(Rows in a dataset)
-------

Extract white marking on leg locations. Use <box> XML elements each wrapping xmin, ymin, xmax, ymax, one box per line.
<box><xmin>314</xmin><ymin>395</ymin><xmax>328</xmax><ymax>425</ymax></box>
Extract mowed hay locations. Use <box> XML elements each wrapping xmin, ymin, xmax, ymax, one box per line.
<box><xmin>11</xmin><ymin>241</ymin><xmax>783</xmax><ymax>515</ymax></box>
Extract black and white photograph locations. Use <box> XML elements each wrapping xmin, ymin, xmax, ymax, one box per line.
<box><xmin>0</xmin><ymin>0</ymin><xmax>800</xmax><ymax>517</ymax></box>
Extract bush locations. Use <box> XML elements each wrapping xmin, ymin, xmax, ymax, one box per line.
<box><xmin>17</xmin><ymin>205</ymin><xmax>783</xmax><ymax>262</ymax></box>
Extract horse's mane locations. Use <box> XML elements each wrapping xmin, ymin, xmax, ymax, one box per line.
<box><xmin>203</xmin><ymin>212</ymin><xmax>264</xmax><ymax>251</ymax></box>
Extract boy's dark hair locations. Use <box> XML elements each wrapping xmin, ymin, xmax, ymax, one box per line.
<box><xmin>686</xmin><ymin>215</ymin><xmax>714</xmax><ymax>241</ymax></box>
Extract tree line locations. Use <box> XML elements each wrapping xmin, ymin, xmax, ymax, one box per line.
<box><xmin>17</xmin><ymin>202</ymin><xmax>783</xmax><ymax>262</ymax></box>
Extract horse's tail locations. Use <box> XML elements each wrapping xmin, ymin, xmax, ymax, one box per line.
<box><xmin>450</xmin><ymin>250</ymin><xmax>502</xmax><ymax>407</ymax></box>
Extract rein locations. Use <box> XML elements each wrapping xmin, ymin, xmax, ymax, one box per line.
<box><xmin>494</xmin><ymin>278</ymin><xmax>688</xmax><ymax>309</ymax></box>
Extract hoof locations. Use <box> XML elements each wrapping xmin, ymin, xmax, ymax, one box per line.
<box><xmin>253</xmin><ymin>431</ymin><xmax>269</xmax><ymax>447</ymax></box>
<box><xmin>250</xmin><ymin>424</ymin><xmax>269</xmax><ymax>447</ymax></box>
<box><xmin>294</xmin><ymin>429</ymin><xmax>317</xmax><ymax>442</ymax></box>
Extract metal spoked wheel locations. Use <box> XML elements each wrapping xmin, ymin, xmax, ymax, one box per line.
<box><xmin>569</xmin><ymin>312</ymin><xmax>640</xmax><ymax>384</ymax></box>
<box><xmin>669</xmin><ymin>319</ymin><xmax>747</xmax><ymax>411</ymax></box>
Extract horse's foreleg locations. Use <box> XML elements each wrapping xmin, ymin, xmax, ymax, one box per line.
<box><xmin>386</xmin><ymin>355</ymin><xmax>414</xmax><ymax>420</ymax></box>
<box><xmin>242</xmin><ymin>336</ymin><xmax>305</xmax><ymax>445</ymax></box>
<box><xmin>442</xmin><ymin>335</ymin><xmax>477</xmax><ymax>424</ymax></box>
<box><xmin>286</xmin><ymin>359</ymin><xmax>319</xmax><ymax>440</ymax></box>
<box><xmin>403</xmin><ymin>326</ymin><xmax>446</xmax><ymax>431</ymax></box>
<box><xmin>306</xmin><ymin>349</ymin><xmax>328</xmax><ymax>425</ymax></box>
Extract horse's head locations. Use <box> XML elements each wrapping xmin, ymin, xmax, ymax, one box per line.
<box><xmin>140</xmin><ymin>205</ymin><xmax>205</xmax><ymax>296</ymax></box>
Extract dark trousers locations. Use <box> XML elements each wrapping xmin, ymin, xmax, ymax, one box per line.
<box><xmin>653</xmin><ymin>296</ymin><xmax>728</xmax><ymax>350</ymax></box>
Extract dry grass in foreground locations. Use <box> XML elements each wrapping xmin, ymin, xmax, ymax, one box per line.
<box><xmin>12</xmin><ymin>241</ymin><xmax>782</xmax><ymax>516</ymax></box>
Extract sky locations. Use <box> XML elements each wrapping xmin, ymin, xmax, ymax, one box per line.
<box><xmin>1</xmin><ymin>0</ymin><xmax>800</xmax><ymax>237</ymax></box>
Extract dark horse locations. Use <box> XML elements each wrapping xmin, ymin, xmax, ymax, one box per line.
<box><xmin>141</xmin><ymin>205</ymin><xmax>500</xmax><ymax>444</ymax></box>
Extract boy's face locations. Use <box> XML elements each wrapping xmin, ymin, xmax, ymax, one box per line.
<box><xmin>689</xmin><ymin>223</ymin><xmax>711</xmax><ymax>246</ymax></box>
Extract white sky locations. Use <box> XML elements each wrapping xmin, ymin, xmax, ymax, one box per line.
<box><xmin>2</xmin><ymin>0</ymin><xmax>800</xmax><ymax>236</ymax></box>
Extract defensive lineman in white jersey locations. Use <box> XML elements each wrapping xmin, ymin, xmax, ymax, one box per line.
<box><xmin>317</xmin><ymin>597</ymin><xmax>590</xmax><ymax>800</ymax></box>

-------

Work to do: Repeat the rows above word for word, from the line containing "Extract white sky" through the final row.

Task output:
Extract white sky locations. Use <box> XML elements each wrapping xmin, ymin, xmax, ymax, one box per line.
<box><xmin>2</xmin><ymin>0</ymin><xmax>800</xmax><ymax>236</ymax></box>
Extract defensive lineman in white jersey locations. Use <box> XML elements each wrapping xmin, ymin, xmax, ymax, one box per line.
<box><xmin>317</xmin><ymin>597</ymin><xmax>590</xmax><ymax>800</ymax></box>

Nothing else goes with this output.